▶ _Requirements_: Put the lines below, from the start of the records through the line containing "point(810, 30)", into a numbered list, skipping any blank lines. Include both ends.

Data items

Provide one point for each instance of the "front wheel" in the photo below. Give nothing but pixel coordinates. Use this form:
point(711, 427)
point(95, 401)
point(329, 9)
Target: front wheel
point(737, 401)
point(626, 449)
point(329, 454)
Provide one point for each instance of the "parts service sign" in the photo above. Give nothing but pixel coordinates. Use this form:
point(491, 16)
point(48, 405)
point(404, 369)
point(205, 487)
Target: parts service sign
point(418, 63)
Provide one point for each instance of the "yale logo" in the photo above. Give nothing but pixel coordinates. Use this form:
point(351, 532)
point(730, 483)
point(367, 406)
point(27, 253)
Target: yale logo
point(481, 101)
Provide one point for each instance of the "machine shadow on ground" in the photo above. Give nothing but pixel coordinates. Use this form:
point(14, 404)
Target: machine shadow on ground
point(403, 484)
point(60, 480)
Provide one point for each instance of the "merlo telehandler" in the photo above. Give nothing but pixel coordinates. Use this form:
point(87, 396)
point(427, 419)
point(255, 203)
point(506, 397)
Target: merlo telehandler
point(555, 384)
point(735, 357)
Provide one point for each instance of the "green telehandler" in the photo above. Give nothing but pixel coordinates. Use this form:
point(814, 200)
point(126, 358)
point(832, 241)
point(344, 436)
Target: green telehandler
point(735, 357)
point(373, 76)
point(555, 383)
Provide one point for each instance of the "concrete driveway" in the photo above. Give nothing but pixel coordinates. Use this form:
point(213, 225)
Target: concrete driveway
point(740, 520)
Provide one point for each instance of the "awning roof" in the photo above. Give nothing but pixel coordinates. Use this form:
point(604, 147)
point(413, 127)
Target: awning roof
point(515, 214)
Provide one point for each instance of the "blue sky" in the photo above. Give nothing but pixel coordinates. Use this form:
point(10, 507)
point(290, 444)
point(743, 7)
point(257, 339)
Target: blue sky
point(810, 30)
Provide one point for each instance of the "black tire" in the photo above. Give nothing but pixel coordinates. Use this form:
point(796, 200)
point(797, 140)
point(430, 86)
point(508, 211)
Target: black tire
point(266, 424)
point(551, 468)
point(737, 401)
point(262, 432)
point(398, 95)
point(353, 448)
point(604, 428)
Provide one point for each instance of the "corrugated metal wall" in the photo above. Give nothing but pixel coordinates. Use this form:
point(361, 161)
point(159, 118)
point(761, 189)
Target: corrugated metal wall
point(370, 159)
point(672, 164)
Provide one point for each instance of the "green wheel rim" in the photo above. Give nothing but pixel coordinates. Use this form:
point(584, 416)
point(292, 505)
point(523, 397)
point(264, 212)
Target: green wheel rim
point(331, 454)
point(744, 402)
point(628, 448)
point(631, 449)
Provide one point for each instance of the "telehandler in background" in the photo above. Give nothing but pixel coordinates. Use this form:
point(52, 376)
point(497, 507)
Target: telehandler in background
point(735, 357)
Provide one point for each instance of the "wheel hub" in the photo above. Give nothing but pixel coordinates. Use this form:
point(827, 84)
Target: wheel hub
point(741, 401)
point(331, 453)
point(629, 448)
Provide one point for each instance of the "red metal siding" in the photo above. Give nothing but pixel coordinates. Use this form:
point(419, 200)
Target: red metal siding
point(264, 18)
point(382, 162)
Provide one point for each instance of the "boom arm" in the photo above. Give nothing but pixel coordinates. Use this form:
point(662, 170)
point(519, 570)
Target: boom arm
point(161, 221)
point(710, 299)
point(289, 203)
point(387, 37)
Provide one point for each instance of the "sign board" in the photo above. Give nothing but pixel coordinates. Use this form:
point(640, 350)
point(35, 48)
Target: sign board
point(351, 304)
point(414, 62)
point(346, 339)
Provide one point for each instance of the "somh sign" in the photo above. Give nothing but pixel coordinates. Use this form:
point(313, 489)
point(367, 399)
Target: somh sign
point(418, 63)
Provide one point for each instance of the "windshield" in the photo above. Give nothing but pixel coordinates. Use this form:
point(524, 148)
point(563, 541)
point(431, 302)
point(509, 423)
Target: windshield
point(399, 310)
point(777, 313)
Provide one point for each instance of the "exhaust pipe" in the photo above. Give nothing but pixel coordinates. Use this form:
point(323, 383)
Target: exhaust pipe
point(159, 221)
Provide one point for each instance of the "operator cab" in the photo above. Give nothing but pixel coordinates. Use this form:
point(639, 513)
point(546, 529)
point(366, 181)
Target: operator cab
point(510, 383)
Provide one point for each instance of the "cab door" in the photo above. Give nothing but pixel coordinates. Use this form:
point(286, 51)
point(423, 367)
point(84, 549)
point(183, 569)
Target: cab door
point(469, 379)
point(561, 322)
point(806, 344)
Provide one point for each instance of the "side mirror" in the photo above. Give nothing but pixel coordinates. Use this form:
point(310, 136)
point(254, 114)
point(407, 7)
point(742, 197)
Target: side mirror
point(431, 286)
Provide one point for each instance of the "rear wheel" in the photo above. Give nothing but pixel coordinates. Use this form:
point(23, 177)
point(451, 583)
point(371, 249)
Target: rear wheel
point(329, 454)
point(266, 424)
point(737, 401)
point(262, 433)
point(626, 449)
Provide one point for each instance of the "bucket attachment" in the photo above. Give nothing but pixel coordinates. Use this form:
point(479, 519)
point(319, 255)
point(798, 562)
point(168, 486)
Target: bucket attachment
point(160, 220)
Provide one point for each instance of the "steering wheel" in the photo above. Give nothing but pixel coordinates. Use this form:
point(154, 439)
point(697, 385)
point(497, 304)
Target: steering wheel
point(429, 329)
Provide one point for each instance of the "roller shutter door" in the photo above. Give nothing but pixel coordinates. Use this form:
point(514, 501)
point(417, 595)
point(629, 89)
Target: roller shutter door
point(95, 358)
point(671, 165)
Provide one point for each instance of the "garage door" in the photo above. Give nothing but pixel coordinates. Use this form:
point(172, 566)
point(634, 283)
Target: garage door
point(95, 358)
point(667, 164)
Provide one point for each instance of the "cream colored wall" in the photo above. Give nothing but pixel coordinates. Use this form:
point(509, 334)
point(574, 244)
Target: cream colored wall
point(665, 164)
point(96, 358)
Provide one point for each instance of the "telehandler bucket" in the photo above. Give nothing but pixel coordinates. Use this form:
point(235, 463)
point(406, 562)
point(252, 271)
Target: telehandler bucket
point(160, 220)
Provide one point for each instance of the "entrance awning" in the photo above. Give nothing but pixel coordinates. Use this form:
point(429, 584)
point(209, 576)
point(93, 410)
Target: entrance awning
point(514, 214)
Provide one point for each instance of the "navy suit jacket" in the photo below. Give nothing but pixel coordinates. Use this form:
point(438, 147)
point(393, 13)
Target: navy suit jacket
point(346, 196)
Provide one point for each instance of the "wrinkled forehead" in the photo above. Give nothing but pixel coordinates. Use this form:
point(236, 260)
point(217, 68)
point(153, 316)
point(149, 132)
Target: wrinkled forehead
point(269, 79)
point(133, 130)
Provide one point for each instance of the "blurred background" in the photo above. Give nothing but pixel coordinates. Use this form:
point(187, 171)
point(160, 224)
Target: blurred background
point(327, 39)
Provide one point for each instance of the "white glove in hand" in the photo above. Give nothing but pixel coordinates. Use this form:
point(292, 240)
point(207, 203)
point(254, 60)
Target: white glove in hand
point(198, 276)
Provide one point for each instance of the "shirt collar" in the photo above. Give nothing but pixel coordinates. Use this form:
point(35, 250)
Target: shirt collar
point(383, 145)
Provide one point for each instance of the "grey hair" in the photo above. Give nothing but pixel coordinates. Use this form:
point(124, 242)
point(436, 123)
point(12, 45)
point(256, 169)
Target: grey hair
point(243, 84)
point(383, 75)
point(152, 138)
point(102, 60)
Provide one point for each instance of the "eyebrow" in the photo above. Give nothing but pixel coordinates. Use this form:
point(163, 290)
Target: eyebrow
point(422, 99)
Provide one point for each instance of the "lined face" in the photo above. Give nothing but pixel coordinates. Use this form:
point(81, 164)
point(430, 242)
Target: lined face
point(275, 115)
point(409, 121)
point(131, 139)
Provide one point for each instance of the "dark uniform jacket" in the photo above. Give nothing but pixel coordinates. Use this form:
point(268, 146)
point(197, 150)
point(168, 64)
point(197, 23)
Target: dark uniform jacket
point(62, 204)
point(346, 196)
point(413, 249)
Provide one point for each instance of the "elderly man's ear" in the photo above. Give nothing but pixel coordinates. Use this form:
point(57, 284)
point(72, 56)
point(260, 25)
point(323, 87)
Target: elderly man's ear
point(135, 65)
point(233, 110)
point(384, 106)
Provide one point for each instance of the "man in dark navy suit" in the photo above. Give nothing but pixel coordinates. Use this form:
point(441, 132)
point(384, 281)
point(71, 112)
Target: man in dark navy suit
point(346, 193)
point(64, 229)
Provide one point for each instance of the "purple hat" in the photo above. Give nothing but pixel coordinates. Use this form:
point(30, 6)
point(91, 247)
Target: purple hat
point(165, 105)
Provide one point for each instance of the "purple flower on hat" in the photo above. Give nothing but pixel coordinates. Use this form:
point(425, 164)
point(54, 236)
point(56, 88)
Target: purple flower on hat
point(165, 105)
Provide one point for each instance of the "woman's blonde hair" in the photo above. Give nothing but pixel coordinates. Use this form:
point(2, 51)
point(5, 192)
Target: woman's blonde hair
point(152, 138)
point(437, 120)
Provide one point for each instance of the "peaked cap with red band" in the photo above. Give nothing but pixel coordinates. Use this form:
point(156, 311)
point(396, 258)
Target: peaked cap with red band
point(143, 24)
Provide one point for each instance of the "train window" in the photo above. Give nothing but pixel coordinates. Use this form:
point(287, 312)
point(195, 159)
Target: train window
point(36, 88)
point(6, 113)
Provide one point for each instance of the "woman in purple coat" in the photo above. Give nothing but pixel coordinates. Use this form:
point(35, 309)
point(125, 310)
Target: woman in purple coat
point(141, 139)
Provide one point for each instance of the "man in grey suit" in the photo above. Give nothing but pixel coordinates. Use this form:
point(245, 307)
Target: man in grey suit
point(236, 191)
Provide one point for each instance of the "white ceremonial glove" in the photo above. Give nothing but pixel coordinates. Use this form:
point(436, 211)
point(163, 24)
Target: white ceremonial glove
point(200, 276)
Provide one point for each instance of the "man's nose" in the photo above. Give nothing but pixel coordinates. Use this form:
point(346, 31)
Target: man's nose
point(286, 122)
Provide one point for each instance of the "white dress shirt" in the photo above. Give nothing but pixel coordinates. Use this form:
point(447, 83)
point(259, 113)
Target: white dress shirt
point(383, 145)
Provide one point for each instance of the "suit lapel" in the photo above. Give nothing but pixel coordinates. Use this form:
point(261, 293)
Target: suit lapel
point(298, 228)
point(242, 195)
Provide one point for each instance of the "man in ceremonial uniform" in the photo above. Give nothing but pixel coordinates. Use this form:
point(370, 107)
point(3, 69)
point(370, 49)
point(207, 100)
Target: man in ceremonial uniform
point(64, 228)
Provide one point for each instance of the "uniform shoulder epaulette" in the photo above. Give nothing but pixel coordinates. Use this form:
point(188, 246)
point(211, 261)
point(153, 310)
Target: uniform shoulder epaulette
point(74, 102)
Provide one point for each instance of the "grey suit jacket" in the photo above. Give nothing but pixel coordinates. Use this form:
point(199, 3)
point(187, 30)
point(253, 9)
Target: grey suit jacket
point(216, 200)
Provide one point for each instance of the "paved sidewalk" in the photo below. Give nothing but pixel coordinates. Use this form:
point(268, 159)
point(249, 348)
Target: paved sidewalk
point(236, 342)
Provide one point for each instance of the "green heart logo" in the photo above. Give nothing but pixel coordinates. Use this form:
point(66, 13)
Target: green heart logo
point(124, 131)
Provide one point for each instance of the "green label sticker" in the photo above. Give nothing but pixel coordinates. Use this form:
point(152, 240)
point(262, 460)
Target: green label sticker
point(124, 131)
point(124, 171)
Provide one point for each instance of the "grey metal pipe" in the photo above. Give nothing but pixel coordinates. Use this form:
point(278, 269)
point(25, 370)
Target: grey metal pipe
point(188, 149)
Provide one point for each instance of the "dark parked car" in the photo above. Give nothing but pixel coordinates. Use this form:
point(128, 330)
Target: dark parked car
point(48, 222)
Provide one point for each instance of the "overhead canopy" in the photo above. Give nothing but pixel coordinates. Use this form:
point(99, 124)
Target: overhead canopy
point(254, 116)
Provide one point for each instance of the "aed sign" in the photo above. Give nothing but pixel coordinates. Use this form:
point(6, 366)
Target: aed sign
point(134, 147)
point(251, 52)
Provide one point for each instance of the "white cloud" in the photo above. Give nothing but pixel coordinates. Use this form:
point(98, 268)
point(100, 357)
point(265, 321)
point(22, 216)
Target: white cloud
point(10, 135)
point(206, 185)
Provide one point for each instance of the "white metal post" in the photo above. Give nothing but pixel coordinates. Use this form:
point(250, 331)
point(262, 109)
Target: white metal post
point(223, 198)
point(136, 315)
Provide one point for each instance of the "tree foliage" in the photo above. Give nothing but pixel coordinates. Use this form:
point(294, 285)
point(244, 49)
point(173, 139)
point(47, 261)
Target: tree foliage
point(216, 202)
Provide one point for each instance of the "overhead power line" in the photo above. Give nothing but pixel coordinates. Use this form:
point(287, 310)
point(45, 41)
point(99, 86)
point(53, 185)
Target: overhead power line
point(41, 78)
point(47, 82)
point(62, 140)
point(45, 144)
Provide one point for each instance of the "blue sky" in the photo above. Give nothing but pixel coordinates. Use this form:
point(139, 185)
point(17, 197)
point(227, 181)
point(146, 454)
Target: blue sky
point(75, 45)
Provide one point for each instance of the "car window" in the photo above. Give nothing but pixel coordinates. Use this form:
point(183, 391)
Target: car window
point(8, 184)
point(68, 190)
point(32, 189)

▶ _Response to this task_:
1. Provide one point for each instance of the "front wheel" in the photo below. Give nothing but pixel coordinates. Use this form:
2. point(711, 427)
3. point(95, 401)
4. point(329, 9)
5. Target: front wheel
6. point(737, 401)
7. point(626, 449)
8. point(329, 454)
9. Provide one point for each instance of the "parts service sign" in the photo above. Give nothing but pixel coordinates. Use this form:
10. point(491, 16)
11. point(48, 405)
12. point(404, 369)
13. point(205, 487)
14. Target: parts service sign
15. point(418, 63)
16. Provide one point for each instance of the "yale logo" in the photo above. Give nothing but pixel coordinates. Use this form:
17. point(351, 532)
18. point(730, 483)
19. point(367, 406)
20. point(27, 253)
21. Target: yale logo
22. point(481, 101)
23. Provide one point for each instance of the "machine shadow on ground" in the photo above. Give nothing but pixel coordinates. Use this form:
24. point(14, 404)
25. Target: machine shadow on ground
26. point(403, 484)
27. point(60, 480)
28. Provide one point for each instance of the "merlo telehandler" in the photo above. Give nothing but pixel coordinates. Use this form:
29. point(87, 396)
30. point(427, 419)
31. point(255, 203)
32. point(506, 397)
33. Target: merlo telehandler
34. point(555, 384)
35. point(735, 357)
36. Provide one point for each instance of the "green telehandler" in the photo above. Give nothing but pixel coordinates. Use this form:
37. point(814, 200)
38. point(126, 358)
39. point(832, 241)
40. point(344, 436)
41. Target: green telehandler
42. point(735, 357)
43. point(373, 76)
44. point(555, 383)
45. Provide one point for each instance of the "concrete driveway" in the photo above. Give nothing but pixel coordinates. Use this form:
46. point(213, 225)
47. Target: concrete driveway
48. point(740, 520)
49. Provide one point for each instance of the "awning roof" in the photo above. Give nothing but pixel coordinates. Use this form:
50. point(604, 147)
51. point(413, 127)
52. Target: awning roof
53. point(515, 214)
54. Provide one point for each instance of the "blue sky" in the photo above. Give nothing but pixel coordinates. Use this form:
55. point(10, 507)
56. point(290, 444)
57. point(743, 7)
58. point(257, 339)
59. Target: blue sky
60. point(810, 30)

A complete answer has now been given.